**Stored data entries:**
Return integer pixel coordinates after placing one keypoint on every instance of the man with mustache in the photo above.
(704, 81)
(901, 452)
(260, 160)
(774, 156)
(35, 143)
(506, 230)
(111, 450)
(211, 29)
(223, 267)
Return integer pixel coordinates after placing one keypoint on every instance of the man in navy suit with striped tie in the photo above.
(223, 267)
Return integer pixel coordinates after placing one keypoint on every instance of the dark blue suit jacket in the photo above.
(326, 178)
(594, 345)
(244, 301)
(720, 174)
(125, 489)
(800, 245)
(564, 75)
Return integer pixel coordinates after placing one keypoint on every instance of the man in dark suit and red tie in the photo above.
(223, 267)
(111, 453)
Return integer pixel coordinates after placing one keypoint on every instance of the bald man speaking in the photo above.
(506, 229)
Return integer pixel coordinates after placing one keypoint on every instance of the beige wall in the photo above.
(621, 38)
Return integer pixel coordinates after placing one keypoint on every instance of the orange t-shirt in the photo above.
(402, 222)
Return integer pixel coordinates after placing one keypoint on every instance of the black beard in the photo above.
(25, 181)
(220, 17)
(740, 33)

**How to complete this task:** An accurate, complete transcription of the records above is needed.

**Reply to the exercise:**
Return integer pixel coordinates after placing one keypoint on every instance of the man with mustache in the photo above.
(704, 81)
(901, 452)
(260, 160)
(774, 156)
(35, 143)
(506, 230)
(111, 450)
(211, 29)
(223, 267)
Return integer pixel coordinates after placing one keypoint on every instance of the man in navy suit with striped tie in the photo above.
(223, 267)
Return integer pixel coordinates after placing one keypoint on every instance of the dark blue suit jacket in the photo above.
(326, 178)
(594, 345)
(244, 301)
(720, 174)
(125, 489)
(800, 245)
(564, 75)
Return integer pixel coordinates after placing one keypoint on every instance of the man in dark suit and red tie in the photo above.
(223, 267)
(111, 453)
Return integer pixel coordinates after placing one keypoint on every instance of the bald man speaking in the photo above.
(506, 229)
Return integer pixel coordinates after placing one keypoint on every instance of the beige wall in the photo above.
(621, 38)
Return integer pixel coordinates after placing one keypoint on every instance of the orange t-shirt in the photo above.
(402, 222)
Return integer pixel coordinates after placing one keypoint on every instance of the black beard in the photo above.
(25, 181)
(220, 17)
(740, 33)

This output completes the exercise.